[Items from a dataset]
━━━━━━━━━━━━━━━━━━━━

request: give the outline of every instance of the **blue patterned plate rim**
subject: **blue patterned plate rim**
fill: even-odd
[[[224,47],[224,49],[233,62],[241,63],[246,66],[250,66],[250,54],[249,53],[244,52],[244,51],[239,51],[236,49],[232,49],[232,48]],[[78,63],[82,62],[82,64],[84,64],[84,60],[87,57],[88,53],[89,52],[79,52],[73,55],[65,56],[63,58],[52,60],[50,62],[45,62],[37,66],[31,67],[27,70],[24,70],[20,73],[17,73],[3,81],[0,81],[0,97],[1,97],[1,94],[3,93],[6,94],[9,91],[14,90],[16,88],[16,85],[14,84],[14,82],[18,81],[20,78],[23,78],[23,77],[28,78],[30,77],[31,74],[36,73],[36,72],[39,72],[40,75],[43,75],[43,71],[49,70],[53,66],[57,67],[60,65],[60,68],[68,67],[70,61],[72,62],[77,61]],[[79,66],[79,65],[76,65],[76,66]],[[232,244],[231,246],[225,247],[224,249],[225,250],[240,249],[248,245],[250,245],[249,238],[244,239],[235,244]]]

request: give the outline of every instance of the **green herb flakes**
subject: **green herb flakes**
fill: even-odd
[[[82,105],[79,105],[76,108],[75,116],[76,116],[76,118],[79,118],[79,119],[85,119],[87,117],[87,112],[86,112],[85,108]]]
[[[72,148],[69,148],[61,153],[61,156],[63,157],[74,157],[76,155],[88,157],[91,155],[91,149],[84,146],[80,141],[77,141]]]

━━━━━━━━━━━━━━━━━━━━

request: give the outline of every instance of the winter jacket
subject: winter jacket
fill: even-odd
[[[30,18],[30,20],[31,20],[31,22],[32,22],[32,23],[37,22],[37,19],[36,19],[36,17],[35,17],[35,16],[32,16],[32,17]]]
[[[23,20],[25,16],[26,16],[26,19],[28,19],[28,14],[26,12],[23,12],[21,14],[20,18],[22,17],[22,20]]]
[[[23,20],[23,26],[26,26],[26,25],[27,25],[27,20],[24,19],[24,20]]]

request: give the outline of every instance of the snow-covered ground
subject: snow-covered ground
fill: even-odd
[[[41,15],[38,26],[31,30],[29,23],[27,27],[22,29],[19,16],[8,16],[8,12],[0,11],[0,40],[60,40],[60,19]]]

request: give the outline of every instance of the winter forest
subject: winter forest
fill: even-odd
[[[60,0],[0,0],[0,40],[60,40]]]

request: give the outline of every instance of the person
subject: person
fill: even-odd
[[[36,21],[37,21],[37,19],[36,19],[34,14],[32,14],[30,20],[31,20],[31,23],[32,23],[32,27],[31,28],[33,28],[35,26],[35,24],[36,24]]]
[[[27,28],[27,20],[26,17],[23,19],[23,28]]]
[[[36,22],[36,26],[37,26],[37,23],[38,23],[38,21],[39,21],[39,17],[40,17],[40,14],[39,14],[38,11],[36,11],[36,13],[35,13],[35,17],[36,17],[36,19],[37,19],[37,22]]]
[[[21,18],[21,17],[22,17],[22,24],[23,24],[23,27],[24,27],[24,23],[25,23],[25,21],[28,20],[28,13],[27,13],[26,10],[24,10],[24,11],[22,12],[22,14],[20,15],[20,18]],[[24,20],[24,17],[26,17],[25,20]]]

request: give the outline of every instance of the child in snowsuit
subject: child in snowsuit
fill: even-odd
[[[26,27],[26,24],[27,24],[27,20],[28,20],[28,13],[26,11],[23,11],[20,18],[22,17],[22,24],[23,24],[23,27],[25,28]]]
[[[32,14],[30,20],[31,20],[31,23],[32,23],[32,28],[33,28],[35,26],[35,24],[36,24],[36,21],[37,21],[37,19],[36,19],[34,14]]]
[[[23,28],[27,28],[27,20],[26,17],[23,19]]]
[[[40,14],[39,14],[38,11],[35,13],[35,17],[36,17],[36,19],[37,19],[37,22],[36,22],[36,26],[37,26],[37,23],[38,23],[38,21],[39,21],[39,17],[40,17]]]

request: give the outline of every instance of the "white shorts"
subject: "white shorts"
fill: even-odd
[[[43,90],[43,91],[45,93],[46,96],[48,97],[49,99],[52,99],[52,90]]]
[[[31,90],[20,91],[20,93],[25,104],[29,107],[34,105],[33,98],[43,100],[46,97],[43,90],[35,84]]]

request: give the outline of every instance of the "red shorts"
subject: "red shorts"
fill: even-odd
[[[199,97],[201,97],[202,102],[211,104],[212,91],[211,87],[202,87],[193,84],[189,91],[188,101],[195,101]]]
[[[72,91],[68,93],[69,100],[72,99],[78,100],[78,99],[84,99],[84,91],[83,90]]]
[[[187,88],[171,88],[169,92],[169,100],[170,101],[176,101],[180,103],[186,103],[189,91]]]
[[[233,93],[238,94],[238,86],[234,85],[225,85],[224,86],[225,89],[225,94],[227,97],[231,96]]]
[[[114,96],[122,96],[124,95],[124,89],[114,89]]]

━━━━━━━━━━━━━━━━━━━━

● Aim of the task
Convert the records, starting at the line containing "request: give the outline of every instance of the child" and ending at the line containing "[[[23,28],[27,28],[27,20],[26,17],[23,19]]]", into a Markdown table with the columns Row and Text. Put a row number in Row and the full line in Text, and skip any blank lines.

● Complete output
| Row | Text |
|---|---|
| 1 | request: give the outline of every instance of the child in snowsuit |
| 2 | subject: child in snowsuit |
| 3 | fill: even-odd |
| 4 | [[[26,27],[26,24],[27,24],[27,20],[28,20],[28,13],[26,11],[23,11],[20,18],[22,17],[22,24],[23,24],[23,27],[25,28]]] |
| 5 | [[[32,14],[30,20],[31,20],[31,23],[32,23],[32,28],[33,28],[35,26],[35,24],[36,24],[36,21],[37,21],[37,19],[36,19],[34,14]]] |
| 6 | [[[23,28],[27,28],[27,20],[26,17],[23,19]]] |